CONSEGNA 1:
Puoi ripetere parola per parola il tratto dell'intervista sull'uso del termine clandestino che va da "Quante storie differenti" a "situazione di clandestinità?"?
CONSEGNA 2:
Puoi riprendere l'intervista sull'uso del termine clandestino dal punto in cui si interrompe e portarla avanti?

BRANO FORNITO:
INTERVISTA A GIULIO DI LUZIO, LUNEDI’ 7 NOVEMBRE 2011 (a cura di Luca Balduzzi)
Quante storie differenti vengono nascoste dietro alla parola clandestino? E quante di queste possono effettivamente ricondursi ad una situazione di clandestinità?
Innanzitutto la parola clandestino non ha un’equivalenza lessicale in Europa. Inoltre giuridicamente i clandestini non esistono. Esistono invece i migranti in posizione irregolare. E’ un’espressione che contiene tutto un carico semantico fortemente negativo e criminalizzante. Basti solo pensare al fatto che se un italiano perde il posto di lavoro diviene un disoccupato, se un immigrato cade nella medesima condizione finisce nello status di clandestino. Questa espressione va bandita dal linguaggio giornalistico, sarebbe un atto di autocritica del mondo dell’informazione e al suo modo di affrontare questo delicato segmento della comunicazione, spesso segnato da superficialità e conformismo, senza mai allargare la lente e offrire all’opinione pubblica un’immagine del fenomeno migratorio più obiettiva e meno distorta.
Secondo lo schema proposto dai mezzi di comunicazione di massa, l’immigrazione clandestina coincide sostanzialmente con gli sbarchi degli immigrati nelle isole del sud dell’Italia, ma quali clandestinità, altrettanto se non addirittura più violente, si affiancano a quelle su cui quotidianamente vengono puntati i riflettori?
Gli sbarchi sulle coste adriatiche o a Lampedusa e in generale la rappresentazione mediatica e iconografica dei migranti è sempre affidata a metafore, che alludono all’invasione e alla privazione dei nostri spazi vitali. I luoghi della loro visibilità pubblica, puntualmente sparati dalla carta stampata e dai diversi Tg, sono appunto gli sbarchi di massa ma anche gli sgomberi delle baraccopoli, le identificazioni e i rastrellamenti nei campi rom, le espulsioni e la permanenza dietro le reti dei Cie. La terminologia della cronaca ripete ossessivamente le medesime parole: arrivano, premono alle frontiere, sporcano, invadono…! Insomma una narrazione schiacciata su una visione emergenziale e cronachistica, che ignora storie e percorsi e ragioni delle migrazioni.
Perché (e per chi) è più comodo raggruppare tutte queste storie dietro ad un unico termine, e per di più facendolo caricare una caratterizzazione fortemente?

ESTRATTI DAL MATERIALE:

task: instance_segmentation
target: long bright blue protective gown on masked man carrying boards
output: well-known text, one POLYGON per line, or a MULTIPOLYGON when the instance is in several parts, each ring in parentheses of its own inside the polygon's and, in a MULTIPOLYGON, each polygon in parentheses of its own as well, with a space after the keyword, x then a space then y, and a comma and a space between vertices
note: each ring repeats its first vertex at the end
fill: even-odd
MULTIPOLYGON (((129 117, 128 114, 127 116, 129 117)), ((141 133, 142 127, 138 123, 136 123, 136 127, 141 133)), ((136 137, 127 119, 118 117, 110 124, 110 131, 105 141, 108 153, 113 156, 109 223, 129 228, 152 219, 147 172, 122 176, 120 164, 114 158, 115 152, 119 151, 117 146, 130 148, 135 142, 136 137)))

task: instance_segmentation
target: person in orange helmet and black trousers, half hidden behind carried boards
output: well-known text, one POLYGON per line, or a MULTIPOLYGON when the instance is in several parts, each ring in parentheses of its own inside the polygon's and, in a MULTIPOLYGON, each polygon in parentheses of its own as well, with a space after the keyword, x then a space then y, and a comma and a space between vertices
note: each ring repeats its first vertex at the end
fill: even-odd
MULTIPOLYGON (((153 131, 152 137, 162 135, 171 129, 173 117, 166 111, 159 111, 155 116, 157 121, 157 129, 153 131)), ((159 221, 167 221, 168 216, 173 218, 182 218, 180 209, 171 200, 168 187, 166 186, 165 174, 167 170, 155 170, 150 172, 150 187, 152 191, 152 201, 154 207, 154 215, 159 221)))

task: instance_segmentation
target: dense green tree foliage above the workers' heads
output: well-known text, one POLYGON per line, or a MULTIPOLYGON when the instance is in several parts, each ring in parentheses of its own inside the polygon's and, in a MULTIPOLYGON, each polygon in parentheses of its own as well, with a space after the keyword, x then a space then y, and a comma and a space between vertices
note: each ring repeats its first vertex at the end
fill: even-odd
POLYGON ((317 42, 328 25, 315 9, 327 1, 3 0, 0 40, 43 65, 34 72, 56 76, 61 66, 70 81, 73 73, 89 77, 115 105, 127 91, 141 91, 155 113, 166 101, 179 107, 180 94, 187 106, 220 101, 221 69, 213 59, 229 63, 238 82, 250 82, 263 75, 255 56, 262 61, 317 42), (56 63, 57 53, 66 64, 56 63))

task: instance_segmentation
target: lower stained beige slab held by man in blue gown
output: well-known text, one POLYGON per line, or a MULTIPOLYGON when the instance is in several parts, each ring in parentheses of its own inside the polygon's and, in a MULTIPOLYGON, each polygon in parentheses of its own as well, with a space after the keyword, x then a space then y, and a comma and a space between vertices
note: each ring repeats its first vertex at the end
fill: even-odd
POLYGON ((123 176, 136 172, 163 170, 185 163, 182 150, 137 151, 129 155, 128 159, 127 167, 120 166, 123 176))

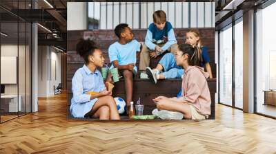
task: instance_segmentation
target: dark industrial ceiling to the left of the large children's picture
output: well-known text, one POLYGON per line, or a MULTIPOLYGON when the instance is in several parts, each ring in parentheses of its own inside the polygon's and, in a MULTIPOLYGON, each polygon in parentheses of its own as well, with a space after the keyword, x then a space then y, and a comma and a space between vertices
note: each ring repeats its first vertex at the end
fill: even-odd
POLYGON ((35 22, 41 25, 38 26, 39 45, 55 45, 66 50, 66 6, 66 0, 1 0, 1 32, 8 34, 1 41, 17 42, 26 38, 25 24, 35 22))

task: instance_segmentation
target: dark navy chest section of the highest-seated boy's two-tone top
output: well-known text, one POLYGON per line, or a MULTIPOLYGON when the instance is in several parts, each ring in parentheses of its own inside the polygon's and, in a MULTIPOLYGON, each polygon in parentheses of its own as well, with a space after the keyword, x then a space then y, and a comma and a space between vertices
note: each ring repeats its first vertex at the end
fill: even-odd
MULTIPOLYGON (((159 30, 155 23, 150 23, 148 26, 148 30, 152 32, 152 39, 155 39, 155 41, 164 40, 168 38, 168 32, 172 29, 172 24, 168 21, 165 23, 165 27, 163 30, 159 30)), ((168 39, 167 39, 168 40, 168 39)))

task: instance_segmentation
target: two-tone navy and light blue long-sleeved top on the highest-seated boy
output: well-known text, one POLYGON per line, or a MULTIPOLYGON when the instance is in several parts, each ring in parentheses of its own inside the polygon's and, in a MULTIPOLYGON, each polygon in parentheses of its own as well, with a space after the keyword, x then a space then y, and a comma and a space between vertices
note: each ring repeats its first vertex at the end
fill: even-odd
POLYGON ((155 23, 150 23, 148 26, 148 31, 146 34, 145 44, 150 50, 155 50, 155 41, 164 41, 166 42, 162 50, 168 50, 170 45, 176 44, 177 39, 175 39, 175 32, 173 32, 172 24, 166 21, 165 27, 163 30, 159 30, 155 23))

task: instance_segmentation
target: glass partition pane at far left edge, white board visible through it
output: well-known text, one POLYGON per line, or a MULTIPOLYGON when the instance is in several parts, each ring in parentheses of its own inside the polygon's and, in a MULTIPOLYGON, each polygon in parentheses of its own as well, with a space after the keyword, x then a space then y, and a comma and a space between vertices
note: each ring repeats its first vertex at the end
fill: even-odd
POLYGON ((21 111, 17 94, 18 50, 18 23, 1 23, 1 122, 16 118, 17 111, 21 111))

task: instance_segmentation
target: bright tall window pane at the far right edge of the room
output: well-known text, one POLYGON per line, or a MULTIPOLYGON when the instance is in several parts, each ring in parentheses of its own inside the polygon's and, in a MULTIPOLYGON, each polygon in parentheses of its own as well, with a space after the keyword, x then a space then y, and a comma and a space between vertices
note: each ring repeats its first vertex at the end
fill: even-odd
POLYGON ((257 112, 276 117, 276 3, 257 12, 257 112), (271 91, 270 91, 271 90, 271 91), (267 91, 267 92, 265 92, 267 91), (267 94, 267 95, 266 95, 267 94), (271 105, 271 104, 274 104, 271 105))

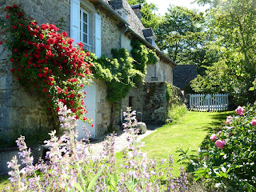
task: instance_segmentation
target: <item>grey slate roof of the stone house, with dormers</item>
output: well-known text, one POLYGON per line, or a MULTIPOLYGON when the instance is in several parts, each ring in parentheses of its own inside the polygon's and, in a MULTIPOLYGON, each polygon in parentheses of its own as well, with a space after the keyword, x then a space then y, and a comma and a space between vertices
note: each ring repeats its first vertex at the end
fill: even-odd
MULTIPOLYGON (((90 2, 99 3, 101 6, 103 6, 106 10, 109 10, 112 14, 114 14, 120 22, 122 22, 124 25, 128 26, 128 31, 130 31, 131 34, 133 34, 136 38, 138 38, 140 41, 143 42, 147 47, 149 47, 151 50, 156 50, 156 54, 159 58, 162 59, 162 61, 169 63, 172 66, 177 66, 175 62, 173 62, 170 58, 168 58, 165 54, 161 52, 161 50, 158 49, 158 46, 154 47, 150 44, 150 42, 146 41, 146 37, 150 36, 144 36, 143 30, 146 31, 146 34, 154 34, 153 30, 150 32, 150 28, 145 28, 142 25, 142 22, 137 17, 137 15, 134 13, 134 10, 130 7, 129 3, 126 0, 90 0, 90 2), (120 14, 118 14, 117 11, 119 9, 124 9, 128 12, 126 20, 124 20, 120 14)), ((152 36, 152 35, 151 35, 152 36)))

RISPOSTA SCRITTA 1:
Quante storie differenti vengono nascoste dietro alla parola clandestino? E quante di queste possono effettivamente ricondursi ad una situazione di clandestinità?

RISPOSTA SCRITTA 2:
I giornalisti sono mediamente poco preparati sul tema. Ormai sia la FNSI che l’Ordine del Giornalisti, in collaborazione all’Alto Commissariato dell’Onu per i rifugiati, ha istituito precise tappe formative nei curricoli delle scuole di giornalismo in materia di storie delle migrazioni. Inoltre i tanti stereotipi sui clandestini hanno un forte impatto emotivo sull’opinione pubblica e vengono usati in chiave ideologica dal mondo della politica soprattutto alla vigilia di competizioni elettorali. Lo stesso schieramento progressista ha dimostrato di privilegiare una visione securitaria del fenomeno, rincorrendo la controparte sul terreno delle politiche proibizioniste. Dunque la scelta di giornali e scalette di Tg, da cui leggiamo e ascoltiamo l’arrivo dei migranti sulle nostre coste con toni spettacolaristici e di forte drammatizzazione, non fa che amplificare l’ordine di scuderia, che viene dall’agenda politica. Senza parlare di testate dichiaratamente razziste, che usano l’informazione per cavalcare gli istinti più rozzi e xenofobi dell’elettorato.
In base a quali motivazioni l’emigrazione/immigrazione dei giorni d’oggi dovrebbe apparire agli occhi degli italiani più brutta, sporca e cattiva di quella di cui gli italiani stessi sono stati protagonisti nel corso dell’Ottocento e del Novecento?
I migranti sono i brutti, sporchi e cattivi del nostro tempo. Ai primi del Novecento eravamo noi a vestire quei panni, trattenuti in quarantena a Ellis Island, all’imbocco del porto di New York, identificati, schedati, trattati come trogloditi e sottosviluppati prima di approdare sul suolo americano. Siamo stati un popolo migrante, abbiamo lasciato una scia di dolore e di drammi esistenziali in ogni angolo del mondo, storie di abbandoni e distacchi familiari, storie di migrazioni, di cui purtroppo non c’è traccia nella livida informazione, che racconta chi oggi chiede un posto alla nostra tavola. Ma anche le migrazioni interne degli anni Cinquanta sono capaci di descrivere storie di discriminazione ai danni dei tanti operai e contadini del sud emigrati nelle fabbriche lombarde o torinesi. Ma c’è una cesura storica sul nostro recente passato di popolo migrante!
In una Europa che in questi ultimi anni si è trovata a fronteggiare il fenomeno dell’immigrazione in maniera particolarmente pressante, questa sua caratterizzazione negativa è comune ad altri paesi?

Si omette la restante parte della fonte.